+++ EXTRACTED RECORDS +++

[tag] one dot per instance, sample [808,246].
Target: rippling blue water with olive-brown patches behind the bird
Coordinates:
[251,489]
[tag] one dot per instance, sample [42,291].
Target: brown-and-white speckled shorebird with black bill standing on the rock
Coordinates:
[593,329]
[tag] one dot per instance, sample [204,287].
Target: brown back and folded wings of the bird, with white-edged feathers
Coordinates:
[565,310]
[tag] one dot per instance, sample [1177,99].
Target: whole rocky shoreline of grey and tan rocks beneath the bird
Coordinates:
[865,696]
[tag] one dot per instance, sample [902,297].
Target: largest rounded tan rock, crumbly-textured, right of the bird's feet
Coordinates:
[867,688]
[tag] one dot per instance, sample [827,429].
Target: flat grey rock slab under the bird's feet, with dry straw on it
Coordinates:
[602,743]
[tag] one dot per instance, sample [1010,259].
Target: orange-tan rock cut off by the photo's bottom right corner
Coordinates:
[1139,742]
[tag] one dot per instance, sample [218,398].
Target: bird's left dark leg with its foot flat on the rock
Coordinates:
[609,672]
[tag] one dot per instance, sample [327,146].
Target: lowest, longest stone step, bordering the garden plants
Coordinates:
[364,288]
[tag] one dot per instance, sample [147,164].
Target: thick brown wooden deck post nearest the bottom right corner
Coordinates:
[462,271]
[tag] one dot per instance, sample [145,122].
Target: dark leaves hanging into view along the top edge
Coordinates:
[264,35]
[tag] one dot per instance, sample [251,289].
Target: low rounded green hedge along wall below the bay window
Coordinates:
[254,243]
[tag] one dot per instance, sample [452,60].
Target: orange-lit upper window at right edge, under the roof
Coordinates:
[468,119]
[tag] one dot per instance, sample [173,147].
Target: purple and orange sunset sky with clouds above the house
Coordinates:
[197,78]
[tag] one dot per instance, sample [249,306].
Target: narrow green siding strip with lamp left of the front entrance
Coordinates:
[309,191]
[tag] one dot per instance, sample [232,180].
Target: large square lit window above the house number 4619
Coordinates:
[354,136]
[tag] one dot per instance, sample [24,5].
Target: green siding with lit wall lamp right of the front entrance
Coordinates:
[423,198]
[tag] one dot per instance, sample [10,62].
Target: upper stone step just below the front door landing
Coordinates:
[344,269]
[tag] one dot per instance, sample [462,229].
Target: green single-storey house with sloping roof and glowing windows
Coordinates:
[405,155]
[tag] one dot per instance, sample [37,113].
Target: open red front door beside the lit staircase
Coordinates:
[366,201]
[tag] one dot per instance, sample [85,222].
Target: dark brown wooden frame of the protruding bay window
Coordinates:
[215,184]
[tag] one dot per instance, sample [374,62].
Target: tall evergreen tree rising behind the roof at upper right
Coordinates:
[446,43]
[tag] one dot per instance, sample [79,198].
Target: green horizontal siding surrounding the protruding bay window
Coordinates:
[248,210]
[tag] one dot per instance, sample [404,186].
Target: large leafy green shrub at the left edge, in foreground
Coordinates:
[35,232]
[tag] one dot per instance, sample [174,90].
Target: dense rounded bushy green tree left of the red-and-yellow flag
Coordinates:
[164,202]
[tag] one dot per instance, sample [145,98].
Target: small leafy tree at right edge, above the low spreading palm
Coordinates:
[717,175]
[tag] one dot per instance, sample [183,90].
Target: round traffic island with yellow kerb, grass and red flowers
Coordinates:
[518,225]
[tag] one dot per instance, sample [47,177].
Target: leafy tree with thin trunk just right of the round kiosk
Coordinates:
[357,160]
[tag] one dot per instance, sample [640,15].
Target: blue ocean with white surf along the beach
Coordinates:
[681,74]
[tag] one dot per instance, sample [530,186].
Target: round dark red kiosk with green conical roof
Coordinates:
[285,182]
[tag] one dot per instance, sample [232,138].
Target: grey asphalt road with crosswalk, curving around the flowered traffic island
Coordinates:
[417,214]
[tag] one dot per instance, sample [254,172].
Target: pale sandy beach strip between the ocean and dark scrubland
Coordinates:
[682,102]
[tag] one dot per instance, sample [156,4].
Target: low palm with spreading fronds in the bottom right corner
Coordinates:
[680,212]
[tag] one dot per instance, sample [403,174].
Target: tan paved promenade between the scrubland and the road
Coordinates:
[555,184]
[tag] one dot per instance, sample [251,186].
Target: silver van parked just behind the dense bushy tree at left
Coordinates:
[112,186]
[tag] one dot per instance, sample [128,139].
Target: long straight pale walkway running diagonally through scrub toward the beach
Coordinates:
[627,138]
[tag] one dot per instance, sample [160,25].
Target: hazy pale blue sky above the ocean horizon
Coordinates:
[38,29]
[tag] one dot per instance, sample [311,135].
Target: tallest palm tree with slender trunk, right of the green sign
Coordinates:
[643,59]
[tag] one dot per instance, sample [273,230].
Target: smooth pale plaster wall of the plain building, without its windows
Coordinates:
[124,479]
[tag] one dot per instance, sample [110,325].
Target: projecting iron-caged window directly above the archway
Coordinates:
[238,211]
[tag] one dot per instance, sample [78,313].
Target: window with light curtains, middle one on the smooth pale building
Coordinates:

+++

TASK PROMPT.
Would you restate each line of the material above word for word?

SOLVED PROBLEM.
[tag] one dot per instance, sample [808,246].
Target: rippling blue water with olive-brown patches behind the bird
Coordinates:
[251,489]
[tag] one dot per instance, sample [42,291].
Target: brown-and-white speckled shorebird with black bill standing on the rock
Coordinates:
[593,329]
[tag] one dot per instance, sample [204,287].
Target: brown back and folded wings of the bird, with white-edged feathers
Coordinates:
[565,310]
[tag] one dot per instance, sample [1177,99].
Target: whole rocky shoreline of grey and tan rocks beneath the bird
Coordinates:
[865,696]
[tag] one dot per instance, sample [902,297].
Target: largest rounded tan rock, crumbly-textured, right of the bird's feet
Coordinates:
[867,688]
[tag] one dot per instance, sample [827,429].
Target: flat grey rock slab under the bird's feet, with dry straw on it
Coordinates:
[602,743]
[tag] one dot per instance, sample [1010,259].
Target: orange-tan rock cut off by the photo's bottom right corner
Coordinates:
[1139,742]
[tag] one dot per instance, sample [218,398].
Target: bird's left dark leg with its foot flat on the rock
Coordinates:
[609,672]
[tag] one dot per instance, sample [327,146].
Target: lowest, longest stone step, bordering the garden plants
Coordinates:
[364,288]
[tag] one dot per instance, sample [147,164].
Target: thick brown wooden deck post nearest the bottom right corner
Coordinates:
[462,271]
[tag] one dot per instance, sample [145,122].
Target: dark leaves hanging into view along the top edge
Coordinates:
[264,35]
[tag] one dot per instance, sample [251,289].
Target: low rounded green hedge along wall below the bay window
Coordinates:
[254,243]
[tag] one dot per instance, sample [452,60].
Target: orange-lit upper window at right edge, under the roof
Coordinates:
[468,119]
[tag] one dot per instance, sample [173,147].
Target: purple and orange sunset sky with clouds above the house
Coordinates:
[197,78]
[tag] one dot per instance, sample [249,306].
Target: narrow green siding strip with lamp left of the front entrance
Coordinates:
[309,191]
[tag] one dot per instance, sample [232,180].
Target: large square lit window above the house number 4619
Coordinates:
[354,136]
[tag] one dot per instance, sample [24,5].
Target: green siding with lit wall lamp right of the front entrance
Coordinates:
[423,198]
[tag] one dot per instance, sample [10,62].
Target: upper stone step just below the front door landing
Coordinates:
[344,269]
[tag] one dot per instance, sample [462,229].
Target: green single-storey house with sloping roof and glowing windows
Coordinates:
[405,155]
[tag] one dot per instance, sample [37,113].
Target: open red front door beside the lit staircase
Coordinates:
[366,201]
[tag] one dot per instance, sample [85,222].
Target: dark brown wooden frame of the protruding bay window
Coordinates:
[215,184]
[tag] one dot per instance, sample [374,62].
Target: tall evergreen tree rising behind the roof at upper right
Coordinates:
[446,43]
[tag] one dot per instance, sample [79,198].
Target: green horizontal siding surrounding the protruding bay window
Coordinates:
[248,210]
[tag] one dot per instance, sample [404,186].
Target: large leafy green shrub at the left edge, in foreground
Coordinates:
[35,232]
[tag] one dot per instance, sample [174,90].
Target: dense rounded bushy green tree left of the red-and-yellow flag
Coordinates:
[164,202]
[tag] one dot per instance, sample [145,98].
Target: small leafy tree at right edge, above the low spreading palm
Coordinates:
[717,175]
[tag] one dot per instance, sample [183,90].
Target: round traffic island with yellow kerb, grass and red flowers
Coordinates:
[518,225]
[tag] one dot per instance, sample [47,177].
Target: leafy tree with thin trunk just right of the round kiosk
Coordinates:
[357,160]
[tag] one dot per instance, sample [640,15].
Target: blue ocean with white surf along the beach
Coordinates:
[681,74]
[tag] one dot per instance, sample [530,186].
Target: round dark red kiosk with green conical roof
Coordinates:
[285,182]
[tag] one dot per instance, sample [232,138].
Target: grey asphalt road with crosswalk, curving around the flowered traffic island
Coordinates:
[417,214]
[tag] one dot per instance, sample [254,172].
Target: pale sandy beach strip between the ocean and dark scrubland
Coordinates:
[682,102]
[tag] one dot per instance, sample [156,4].
Target: low palm with spreading fronds in the bottom right corner
Coordinates:
[680,212]
[tag] one dot per instance, sample [403,174].
Target: tan paved promenade between the scrubland and the road
Coordinates:
[555,184]
[tag] one dot per instance, sample [251,186].
Target: silver van parked just behind the dense bushy tree at left
Coordinates:
[112,186]
[tag] one dot per instance, sample [128,139].
Target: long straight pale walkway running diagonally through scrub toward the beach
Coordinates:
[627,138]
[tag] one dot per instance, sample [160,25].
Target: hazy pale blue sky above the ocean horizon
Coordinates:
[38,29]
[tag] one dot per instance, sample [311,135].
Target: tallest palm tree with slender trunk, right of the green sign
Coordinates:
[643,59]
[tag] one dot per instance, sample [273,230].
Target: smooth pale plaster wall of the plain building, without its windows
Coordinates:
[124,479]
[tag] one dot per instance, sample [110,325].
Target: projecting iron-caged window directly above the archway
Coordinates:
[238,211]
[tag] one dot per instance, sample [78,313].
Target: window with light curtains, middle one on the smooth pale building
Coordinates:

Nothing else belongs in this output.